**Natural-language object grounding data**
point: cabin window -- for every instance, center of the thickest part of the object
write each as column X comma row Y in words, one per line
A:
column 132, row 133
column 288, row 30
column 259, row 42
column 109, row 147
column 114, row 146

**YOUR TASK**
Output the line holding "write each as", then every later line through the end of the records above, exactly as given and nothing else.

**TASK OUTPUT**
write each as column X comma row Y in words, one per line
A:
column 132, row 133
column 288, row 30
column 259, row 42
column 109, row 147
column 114, row 146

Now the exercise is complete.